What to produce:
Please switch every "white helmet" in the records to "silver helmet", keeping all other text the same, and leave out the pictures.

Dataset:
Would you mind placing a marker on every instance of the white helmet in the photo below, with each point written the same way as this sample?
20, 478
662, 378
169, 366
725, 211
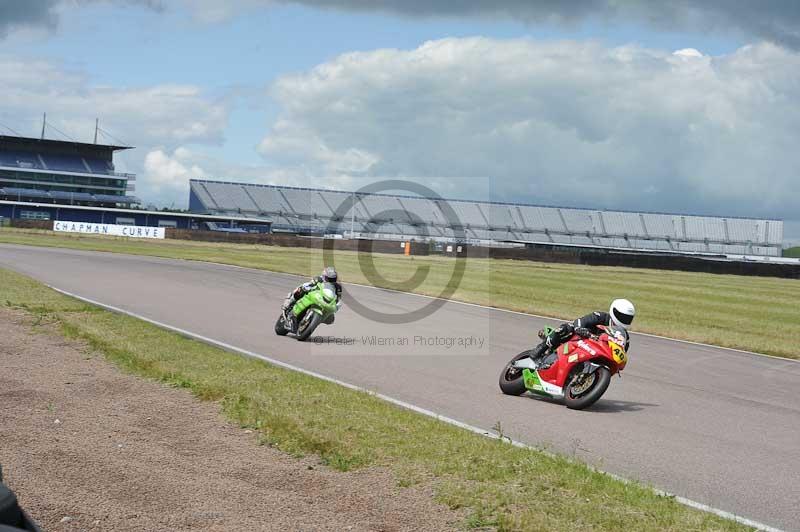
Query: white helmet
621, 312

Written response:
Would you mind placing a marker on every instance of the silver helmet in the photo below, with each point written the same way as this sample?
20, 478
662, 378
169, 366
725, 211
Query: silver helmet
621, 312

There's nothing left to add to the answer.